■ **Written instruction**
Pick out every line in the rows below that contains the string "background". Case counts.

■ **Provided data**
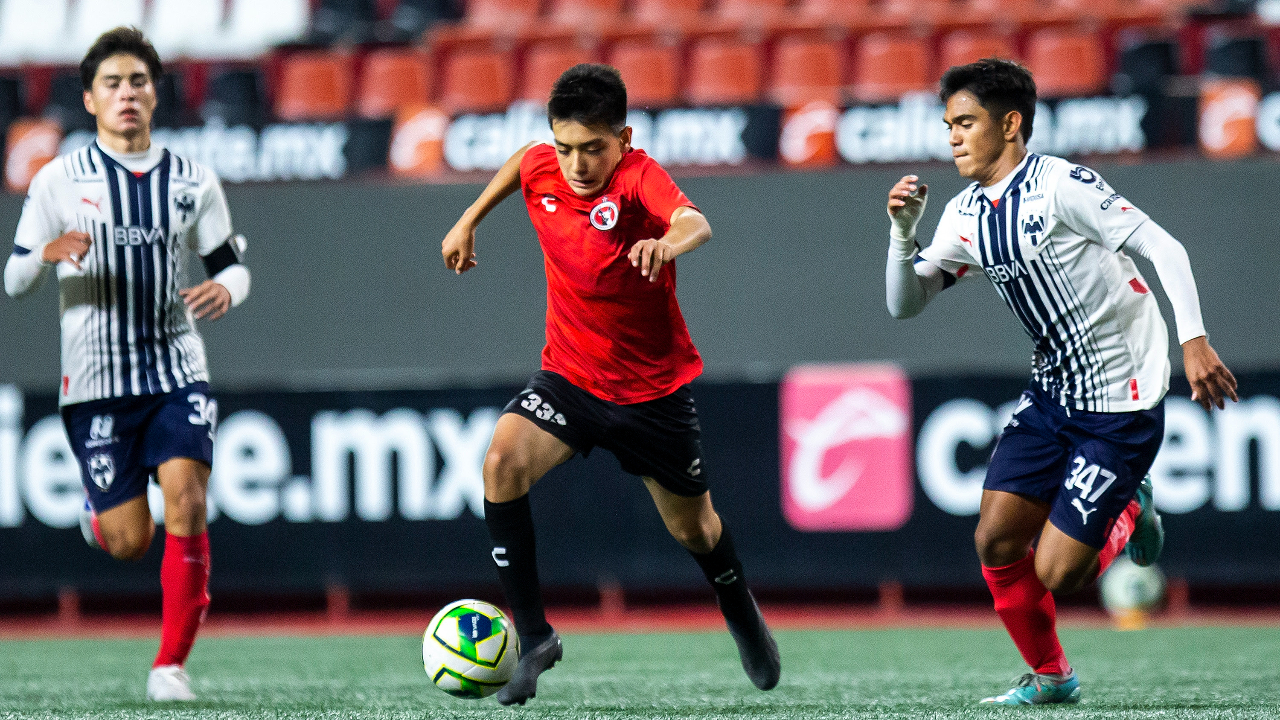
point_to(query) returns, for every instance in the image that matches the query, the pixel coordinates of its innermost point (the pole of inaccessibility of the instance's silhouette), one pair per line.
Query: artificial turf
(1212, 671)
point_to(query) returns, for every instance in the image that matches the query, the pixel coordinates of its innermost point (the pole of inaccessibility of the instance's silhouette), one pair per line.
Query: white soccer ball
(470, 648)
(1128, 587)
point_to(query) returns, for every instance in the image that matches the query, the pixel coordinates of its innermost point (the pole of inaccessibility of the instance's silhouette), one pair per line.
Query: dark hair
(122, 40)
(1000, 86)
(589, 94)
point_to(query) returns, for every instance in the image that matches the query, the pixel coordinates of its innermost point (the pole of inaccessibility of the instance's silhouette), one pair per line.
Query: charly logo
(186, 205)
(604, 215)
(858, 414)
(101, 470)
(1033, 227)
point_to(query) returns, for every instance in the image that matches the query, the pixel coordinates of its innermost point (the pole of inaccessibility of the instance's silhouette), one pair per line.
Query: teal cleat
(1148, 532)
(1040, 689)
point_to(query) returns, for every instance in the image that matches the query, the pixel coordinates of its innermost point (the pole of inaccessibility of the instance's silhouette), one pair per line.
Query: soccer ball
(470, 648)
(1128, 587)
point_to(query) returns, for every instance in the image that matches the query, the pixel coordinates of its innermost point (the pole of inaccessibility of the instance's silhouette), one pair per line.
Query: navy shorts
(659, 438)
(1086, 465)
(120, 441)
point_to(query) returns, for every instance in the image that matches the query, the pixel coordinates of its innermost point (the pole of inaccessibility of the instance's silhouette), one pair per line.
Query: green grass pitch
(1212, 671)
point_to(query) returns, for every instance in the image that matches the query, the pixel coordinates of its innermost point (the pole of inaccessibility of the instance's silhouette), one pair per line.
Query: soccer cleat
(533, 662)
(169, 683)
(755, 646)
(1148, 532)
(88, 527)
(1040, 689)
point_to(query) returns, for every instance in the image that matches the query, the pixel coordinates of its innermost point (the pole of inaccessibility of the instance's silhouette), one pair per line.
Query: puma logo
(1084, 514)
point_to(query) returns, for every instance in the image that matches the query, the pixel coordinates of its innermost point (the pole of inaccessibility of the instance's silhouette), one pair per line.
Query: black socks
(723, 572)
(511, 527)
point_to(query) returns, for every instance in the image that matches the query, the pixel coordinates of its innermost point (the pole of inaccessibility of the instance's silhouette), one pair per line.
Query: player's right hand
(906, 204)
(458, 247)
(71, 247)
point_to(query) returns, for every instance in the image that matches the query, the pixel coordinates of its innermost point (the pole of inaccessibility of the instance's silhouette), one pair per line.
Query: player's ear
(1013, 126)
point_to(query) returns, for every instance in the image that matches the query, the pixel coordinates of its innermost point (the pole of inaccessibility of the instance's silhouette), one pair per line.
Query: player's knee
(506, 474)
(995, 550)
(131, 543)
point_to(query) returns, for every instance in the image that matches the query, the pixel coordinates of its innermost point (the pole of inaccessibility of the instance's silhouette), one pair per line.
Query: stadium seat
(314, 86)
(254, 27)
(961, 48)
(342, 21)
(725, 72)
(594, 12)
(392, 78)
(1066, 63)
(544, 62)
(410, 18)
(835, 10)
(33, 31)
(666, 10)
(184, 28)
(91, 18)
(478, 80)
(888, 67)
(650, 69)
(501, 13)
(236, 98)
(805, 69)
(67, 103)
(752, 10)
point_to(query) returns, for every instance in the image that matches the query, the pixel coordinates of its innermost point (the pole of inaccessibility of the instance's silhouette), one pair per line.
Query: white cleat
(169, 683)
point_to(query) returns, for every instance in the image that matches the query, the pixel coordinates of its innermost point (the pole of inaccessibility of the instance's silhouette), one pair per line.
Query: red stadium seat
(887, 67)
(805, 69)
(478, 81)
(501, 13)
(392, 80)
(544, 62)
(570, 12)
(650, 69)
(666, 10)
(725, 72)
(1066, 63)
(961, 48)
(314, 86)
(752, 10)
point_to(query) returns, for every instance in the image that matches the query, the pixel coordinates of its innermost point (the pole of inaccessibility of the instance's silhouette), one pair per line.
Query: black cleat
(533, 662)
(755, 646)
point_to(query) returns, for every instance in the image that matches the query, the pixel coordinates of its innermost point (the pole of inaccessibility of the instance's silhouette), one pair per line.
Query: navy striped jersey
(126, 329)
(1050, 242)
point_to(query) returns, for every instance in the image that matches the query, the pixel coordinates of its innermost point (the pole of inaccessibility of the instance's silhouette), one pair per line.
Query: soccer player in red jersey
(617, 361)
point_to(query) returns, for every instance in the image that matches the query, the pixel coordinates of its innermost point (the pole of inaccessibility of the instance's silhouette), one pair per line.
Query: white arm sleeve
(1174, 268)
(909, 285)
(24, 270)
(236, 279)
(37, 226)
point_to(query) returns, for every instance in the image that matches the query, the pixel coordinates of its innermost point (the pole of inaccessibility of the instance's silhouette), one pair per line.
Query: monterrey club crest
(604, 215)
(101, 469)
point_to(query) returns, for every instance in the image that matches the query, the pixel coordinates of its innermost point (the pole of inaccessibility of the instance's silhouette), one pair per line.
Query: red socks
(184, 583)
(1119, 536)
(1027, 609)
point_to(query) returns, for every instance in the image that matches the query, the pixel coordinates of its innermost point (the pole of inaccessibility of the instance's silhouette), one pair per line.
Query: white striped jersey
(124, 328)
(1051, 246)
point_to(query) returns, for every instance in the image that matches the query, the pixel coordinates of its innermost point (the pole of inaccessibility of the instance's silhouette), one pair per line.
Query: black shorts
(659, 438)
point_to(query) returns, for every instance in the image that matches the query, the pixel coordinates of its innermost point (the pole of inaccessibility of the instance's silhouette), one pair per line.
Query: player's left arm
(1210, 378)
(1093, 209)
(223, 254)
(689, 231)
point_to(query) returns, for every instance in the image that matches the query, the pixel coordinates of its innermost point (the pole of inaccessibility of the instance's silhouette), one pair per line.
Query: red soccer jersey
(609, 331)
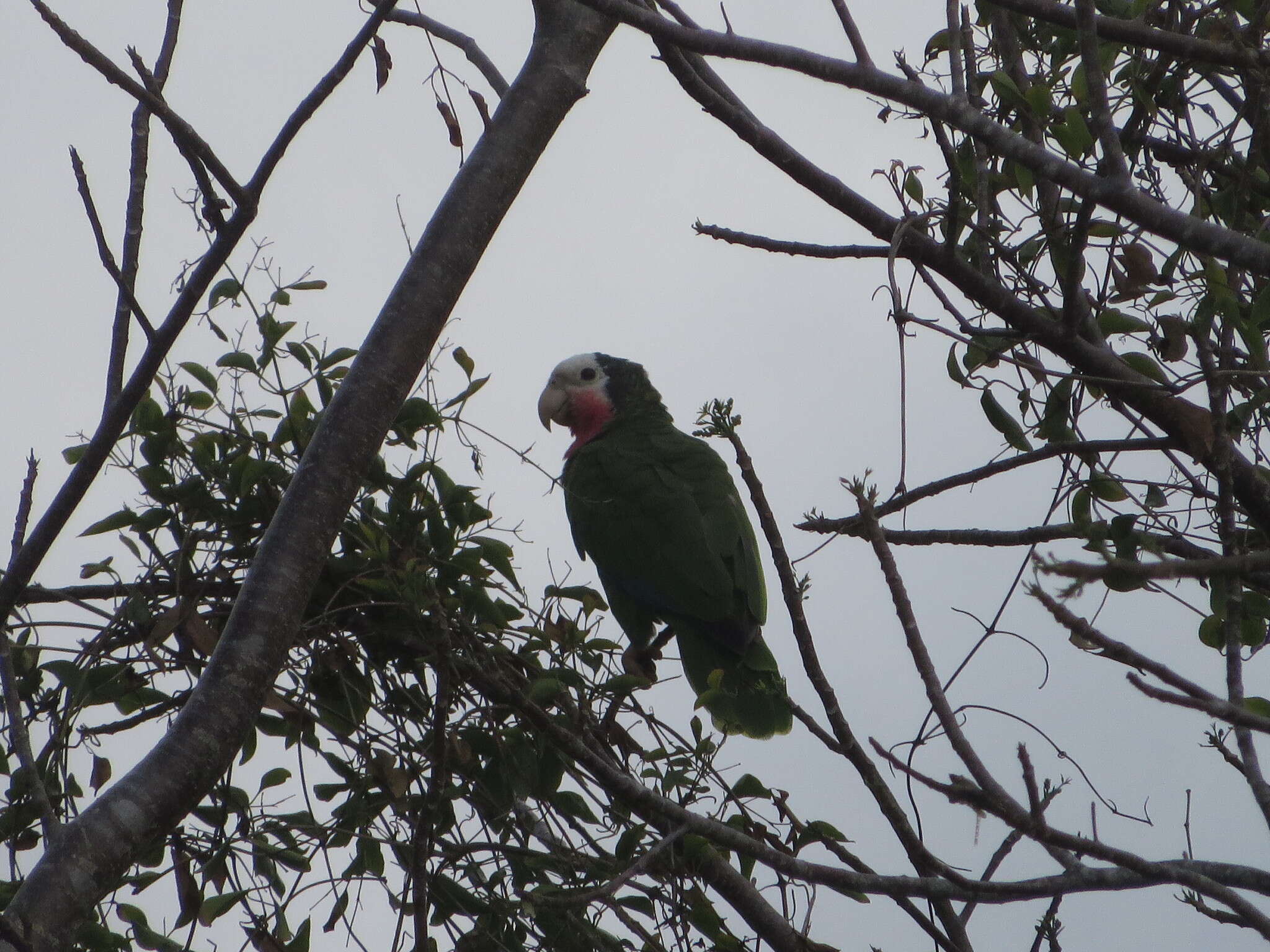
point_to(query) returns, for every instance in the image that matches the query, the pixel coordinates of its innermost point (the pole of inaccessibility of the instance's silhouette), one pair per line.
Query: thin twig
(20, 739)
(851, 524)
(103, 249)
(853, 31)
(791, 248)
(922, 860)
(1176, 569)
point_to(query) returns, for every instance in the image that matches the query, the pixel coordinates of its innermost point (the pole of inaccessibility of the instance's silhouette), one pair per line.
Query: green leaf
(276, 777)
(1113, 322)
(750, 786)
(115, 521)
(464, 361)
(913, 186)
(1006, 90)
(954, 367)
(544, 691)
(223, 289)
(497, 553)
(1210, 631)
(89, 569)
(572, 804)
(939, 43)
(1003, 423)
(215, 907)
(1146, 366)
(338, 356)
(1072, 134)
(1258, 706)
(73, 455)
(590, 598)
(1106, 488)
(1101, 227)
(201, 374)
(238, 359)
(1082, 508)
(468, 391)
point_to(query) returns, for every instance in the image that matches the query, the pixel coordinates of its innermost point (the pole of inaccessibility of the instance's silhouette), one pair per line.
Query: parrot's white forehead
(571, 368)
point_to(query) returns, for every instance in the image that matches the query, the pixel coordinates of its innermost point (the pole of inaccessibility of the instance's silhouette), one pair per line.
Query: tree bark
(94, 851)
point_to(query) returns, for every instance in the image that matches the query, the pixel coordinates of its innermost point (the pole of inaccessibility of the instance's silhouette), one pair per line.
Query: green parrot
(659, 516)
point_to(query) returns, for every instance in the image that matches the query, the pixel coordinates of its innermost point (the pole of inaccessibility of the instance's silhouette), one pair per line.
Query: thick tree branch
(95, 850)
(134, 214)
(116, 418)
(1139, 33)
(103, 249)
(19, 738)
(791, 248)
(1178, 226)
(469, 46)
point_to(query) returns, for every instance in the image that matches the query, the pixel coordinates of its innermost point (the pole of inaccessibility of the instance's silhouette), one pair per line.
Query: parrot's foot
(642, 662)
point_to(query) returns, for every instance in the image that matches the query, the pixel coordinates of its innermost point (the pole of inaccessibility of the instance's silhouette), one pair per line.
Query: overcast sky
(598, 253)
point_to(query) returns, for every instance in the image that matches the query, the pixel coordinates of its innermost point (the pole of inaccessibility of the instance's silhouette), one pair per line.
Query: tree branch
(1139, 33)
(1178, 226)
(469, 46)
(851, 524)
(95, 848)
(791, 248)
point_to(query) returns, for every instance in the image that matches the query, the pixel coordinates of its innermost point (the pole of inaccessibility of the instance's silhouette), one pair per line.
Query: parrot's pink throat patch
(590, 412)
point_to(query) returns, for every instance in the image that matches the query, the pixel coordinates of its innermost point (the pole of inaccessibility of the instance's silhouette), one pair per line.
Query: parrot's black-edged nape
(659, 516)
(629, 387)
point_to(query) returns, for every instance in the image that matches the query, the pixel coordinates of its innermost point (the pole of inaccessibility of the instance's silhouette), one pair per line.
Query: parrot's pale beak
(553, 405)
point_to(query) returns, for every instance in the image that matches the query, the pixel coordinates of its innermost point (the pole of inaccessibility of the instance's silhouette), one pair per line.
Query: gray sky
(598, 254)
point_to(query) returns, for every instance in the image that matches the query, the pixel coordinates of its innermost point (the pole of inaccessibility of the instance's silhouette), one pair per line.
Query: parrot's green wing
(658, 513)
(660, 517)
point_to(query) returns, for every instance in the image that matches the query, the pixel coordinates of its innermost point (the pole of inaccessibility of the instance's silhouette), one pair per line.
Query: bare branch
(790, 248)
(103, 249)
(469, 46)
(180, 131)
(851, 524)
(1145, 571)
(1135, 206)
(1139, 33)
(20, 739)
(853, 31)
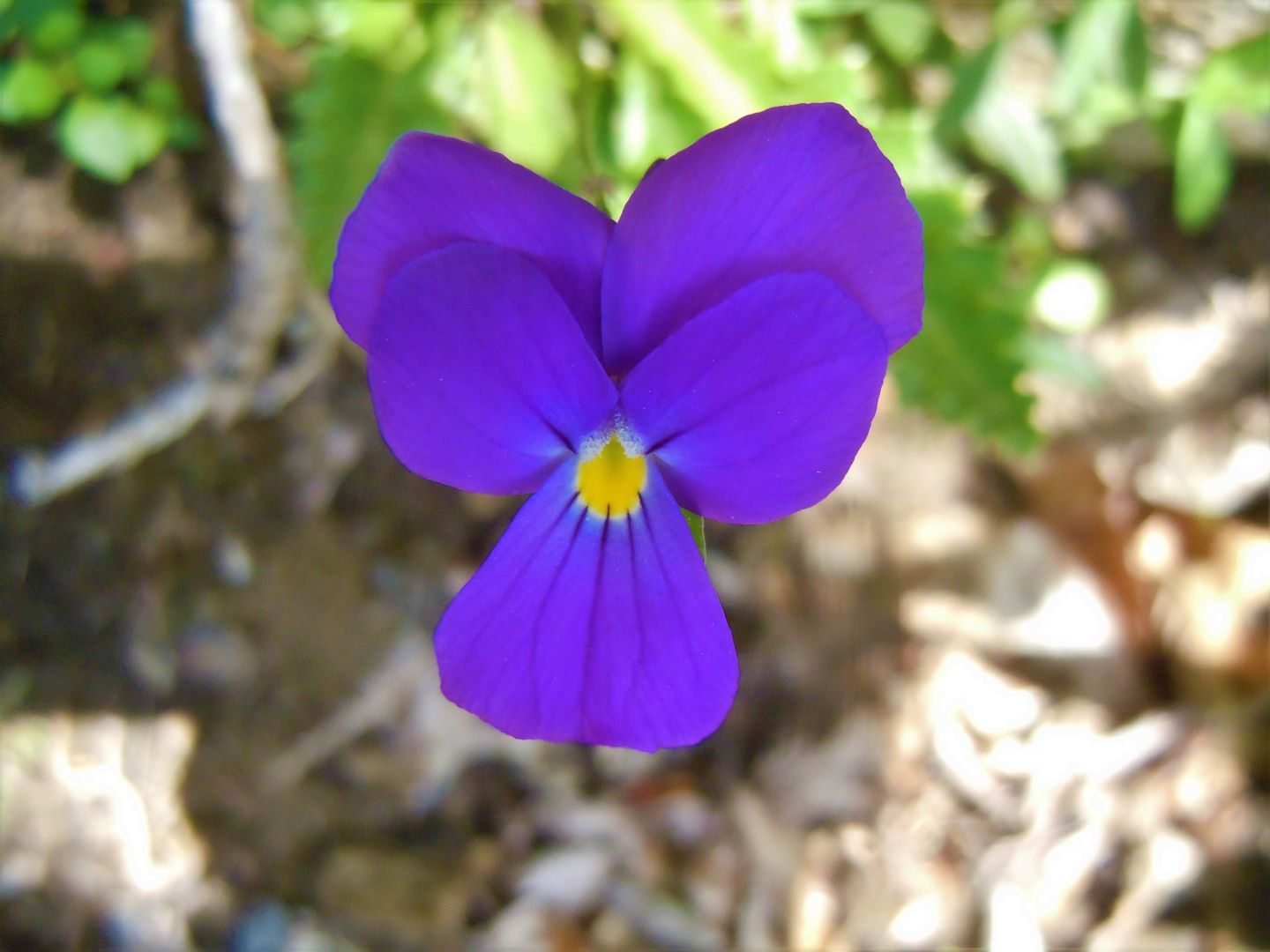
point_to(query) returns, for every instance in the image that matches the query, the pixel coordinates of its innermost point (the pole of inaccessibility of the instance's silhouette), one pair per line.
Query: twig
(268, 288)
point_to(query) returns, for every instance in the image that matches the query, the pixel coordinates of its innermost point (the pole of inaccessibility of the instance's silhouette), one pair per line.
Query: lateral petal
(591, 629)
(788, 190)
(433, 190)
(479, 375)
(756, 407)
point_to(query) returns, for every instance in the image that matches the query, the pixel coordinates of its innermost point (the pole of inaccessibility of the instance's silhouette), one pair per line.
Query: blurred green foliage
(987, 109)
(92, 75)
(970, 101)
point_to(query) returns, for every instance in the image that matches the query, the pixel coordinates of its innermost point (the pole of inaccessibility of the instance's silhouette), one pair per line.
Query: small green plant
(92, 77)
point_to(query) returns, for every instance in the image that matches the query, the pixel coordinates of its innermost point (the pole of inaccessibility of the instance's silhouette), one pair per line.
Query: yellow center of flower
(609, 482)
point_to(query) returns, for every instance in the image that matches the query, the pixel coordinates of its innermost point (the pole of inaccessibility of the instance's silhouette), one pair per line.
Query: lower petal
(589, 628)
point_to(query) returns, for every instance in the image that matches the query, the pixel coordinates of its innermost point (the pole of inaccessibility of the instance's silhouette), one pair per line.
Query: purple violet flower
(721, 348)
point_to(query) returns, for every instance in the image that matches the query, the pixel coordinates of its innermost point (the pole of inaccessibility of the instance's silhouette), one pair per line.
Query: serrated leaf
(29, 90)
(964, 366)
(1203, 172)
(346, 120)
(111, 138)
(903, 28)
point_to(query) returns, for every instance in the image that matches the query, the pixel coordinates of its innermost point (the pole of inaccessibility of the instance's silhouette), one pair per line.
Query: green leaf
(698, 527)
(964, 366)
(29, 90)
(710, 66)
(161, 95)
(524, 90)
(1237, 78)
(1104, 49)
(1007, 132)
(648, 123)
(903, 28)
(133, 40)
(49, 26)
(101, 63)
(972, 79)
(111, 138)
(387, 29)
(346, 120)
(1203, 172)
(288, 22)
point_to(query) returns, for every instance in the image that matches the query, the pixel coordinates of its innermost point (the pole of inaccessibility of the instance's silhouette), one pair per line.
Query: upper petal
(756, 407)
(432, 190)
(791, 188)
(481, 376)
(591, 629)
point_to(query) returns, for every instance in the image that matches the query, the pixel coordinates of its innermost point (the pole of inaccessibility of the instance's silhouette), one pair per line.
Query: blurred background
(1007, 687)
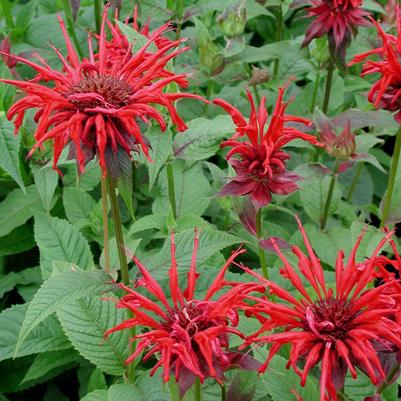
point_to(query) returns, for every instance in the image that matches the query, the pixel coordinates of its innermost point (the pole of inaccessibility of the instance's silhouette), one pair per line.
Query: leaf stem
(259, 236)
(315, 90)
(329, 81)
(391, 179)
(71, 26)
(352, 187)
(105, 226)
(5, 5)
(329, 195)
(279, 35)
(171, 188)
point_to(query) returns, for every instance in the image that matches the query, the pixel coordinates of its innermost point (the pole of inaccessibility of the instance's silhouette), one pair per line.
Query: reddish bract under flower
(341, 330)
(189, 336)
(95, 104)
(337, 18)
(386, 92)
(261, 169)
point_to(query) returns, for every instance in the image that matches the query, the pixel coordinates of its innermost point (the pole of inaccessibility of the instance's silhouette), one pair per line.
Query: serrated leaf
(45, 362)
(58, 290)
(60, 241)
(78, 205)
(85, 321)
(203, 137)
(9, 149)
(17, 208)
(47, 336)
(46, 182)
(210, 242)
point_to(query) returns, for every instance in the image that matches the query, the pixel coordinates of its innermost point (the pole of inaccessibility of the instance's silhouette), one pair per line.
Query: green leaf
(17, 208)
(58, 290)
(45, 362)
(203, 137)
(9, 148)
(85, 321)
(47, 336)
(313, 194)
(60, 241)
(78, 205)
(210, 242)
(46, 182)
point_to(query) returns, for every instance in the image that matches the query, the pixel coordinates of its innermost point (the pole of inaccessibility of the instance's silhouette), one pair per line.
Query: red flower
(337, 18)
(189, 336)
(261, 168)
(94, 105)
(340, 329)
(386, 92)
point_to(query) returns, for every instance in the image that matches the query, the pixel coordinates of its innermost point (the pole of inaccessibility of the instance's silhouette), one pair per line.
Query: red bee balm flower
(386, 92)
(94, 104)
(189, 336)
(340, 329)
(337, 18)
(261, 167)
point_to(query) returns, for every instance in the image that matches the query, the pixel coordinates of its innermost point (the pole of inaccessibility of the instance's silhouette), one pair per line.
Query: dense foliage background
(51, 223)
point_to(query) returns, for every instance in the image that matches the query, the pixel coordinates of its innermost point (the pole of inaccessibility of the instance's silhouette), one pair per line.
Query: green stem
(97, 8)
(71, 26)
(197, 390)
(315, 90)
(329, 195)
(352, 187)
(259, 236)
(105, 226)
(5, 5)
(391, 179)
(279, 35)
(327, 90)
(171, 188)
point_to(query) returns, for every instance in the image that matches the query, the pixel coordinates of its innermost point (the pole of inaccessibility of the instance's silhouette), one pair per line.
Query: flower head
(339, 328)
(189, 336)
(338, 18)
(386, 92)
(260, 168)
(94, 105)
(340, 146)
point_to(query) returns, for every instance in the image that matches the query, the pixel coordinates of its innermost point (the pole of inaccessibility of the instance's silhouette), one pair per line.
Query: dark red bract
(189, 336)
(261, 166)
(340, 329)
(386, 91)
(95, 105)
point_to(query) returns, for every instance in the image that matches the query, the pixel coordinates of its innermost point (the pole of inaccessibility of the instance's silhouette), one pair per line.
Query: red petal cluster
(342, 330)
(261, 169)
(386, 92)
(337, 18)
(189, 336)
(95, 105)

■ **Written reply**
Query: blurred background
Query: dense foliage background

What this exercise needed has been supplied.